**Text block**
┌──

With the assumption of little vibration, the inherent nonlinear characteristics of fluid-film bearings can be linearized at the static equilibrium position (Zhong, ; Abduljabbar et al., ). Then its governing equation can be expressed as (16) ${M_b}{\ddot u_b} + {C_{b1}}{\dot u_b} + {K_{b1}}{u_b} = - {C_{b2}}\left( {{{\dot u}_b} - {{\dot \hat u}_s}} \right) - {K_{b2}}\left( {{u_b} - {{\hat u}_s}} \right)$ , where ${u_b} = {\left[ {{V_b},{W_b}} \right]^T}$ are the displacements of the bearing node and ${\hat u_S} = {\left[ {{V_j},{W_j}} \right]^T}$ are the displacements of the journal node. M _b, C _b1, K _b1, C _b2 and K _b2 are included (Appendix), and the elements of the matrices are illustrated in Fig. 5. The generalized force acting on the journal is (Das et al., ) (17) ${Q_b} = {C_{b2}}\left( {{{\dot u}_b} - {{\dot \hat u}_S}} \right) + {K_{b2}}\left( {{u_b} - {{\hat u}_S}} \right)$ .

Fig.5
Bearing stiffness and damping

In the case of a high stiffness foundation, V _b=W _b=0, and the equation is simplified to (18) ${Q_b} = - {C_{b2}}{\dot \hat u_S} - {K_{b2}}{\hat u_S}$ .

3. Assembly and system equations

3.1. System of a single rotating shaft

Fig. 6 shows a rotor-bearing system with a single rotating shaft. The vibration equation of the rotor can be obtained by combining Eqs. (4) and (14) (Shiau et al., ): (19) ${M^s}{\ddot u^s} - \Omega {G^s}{\dot u^s} + {K^s}{u^s} = Q_u^s + Q_d^s$ , Fig. 6

Typical rotor-bearing system

where M ^s, G ^s and K ^s are the mass, gyroscopic and stiffness matrices, respectively of the rotor system, and u ^s is the vector of its generalized coordinates. $Q_u^s$ is the unbalance force, and $Q_d^s$ denotes the interaction force between the rotor and bearings.

└──

**Data extract**
┌──

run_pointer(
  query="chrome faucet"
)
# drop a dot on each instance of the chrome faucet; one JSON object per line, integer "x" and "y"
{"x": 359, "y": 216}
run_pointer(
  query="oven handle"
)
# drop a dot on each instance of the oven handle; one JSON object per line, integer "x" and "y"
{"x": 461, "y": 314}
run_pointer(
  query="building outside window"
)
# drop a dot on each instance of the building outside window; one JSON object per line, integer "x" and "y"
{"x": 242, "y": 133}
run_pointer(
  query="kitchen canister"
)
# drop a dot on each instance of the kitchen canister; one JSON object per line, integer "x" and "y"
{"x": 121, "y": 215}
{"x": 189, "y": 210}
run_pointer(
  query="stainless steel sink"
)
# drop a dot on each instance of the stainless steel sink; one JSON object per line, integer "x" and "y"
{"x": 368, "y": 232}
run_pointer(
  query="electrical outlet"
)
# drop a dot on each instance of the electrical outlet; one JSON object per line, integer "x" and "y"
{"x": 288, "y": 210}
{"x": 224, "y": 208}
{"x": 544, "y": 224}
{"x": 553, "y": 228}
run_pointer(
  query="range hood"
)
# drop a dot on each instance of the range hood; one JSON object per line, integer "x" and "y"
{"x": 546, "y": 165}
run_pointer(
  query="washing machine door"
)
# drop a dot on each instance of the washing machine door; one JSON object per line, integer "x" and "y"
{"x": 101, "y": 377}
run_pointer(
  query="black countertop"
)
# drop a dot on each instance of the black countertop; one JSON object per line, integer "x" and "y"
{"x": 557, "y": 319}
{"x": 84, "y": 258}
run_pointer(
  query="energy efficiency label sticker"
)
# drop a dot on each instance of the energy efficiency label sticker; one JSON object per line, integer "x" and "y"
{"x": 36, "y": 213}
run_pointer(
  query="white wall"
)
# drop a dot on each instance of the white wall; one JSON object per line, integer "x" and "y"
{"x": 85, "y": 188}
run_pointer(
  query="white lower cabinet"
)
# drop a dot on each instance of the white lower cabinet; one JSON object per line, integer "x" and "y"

└──

**Brief 1**
According to the rotor-bearing excerpt, what does Fig. 6 show?
**Brief 2**
Translate this sentence from the rotor-bearing excerpt into Spanish: "Fig. 6 shows a rotor-bearing system with a single rotating shaft."
**Brief 3**
Summarize the rotor-bearing excerpt in two sentences.
The records are not required for this work.

**Written reply 1**
A rotor-bearing system with a single rotating shaft.

**Written reply 2**
La Fig. 6 muestra un sistema rotor-cojinete con un único eje giratorio.

**Written reply 3**
Assuming little vibration, the nonlinear characteristics of fluid-film bearings can be linearized at the static equilibrium position, which yields a governing equation for the bearing and an expression for the generalized force on the journal that simplifies when the foundation has high stiffness. For a rotor-bearing system with a single rotating shaft, the vibration equation of the rotor combines the mass, gyroscopic and stiffness matrices with the unbalance force and the interaction force between the rotor and bearings.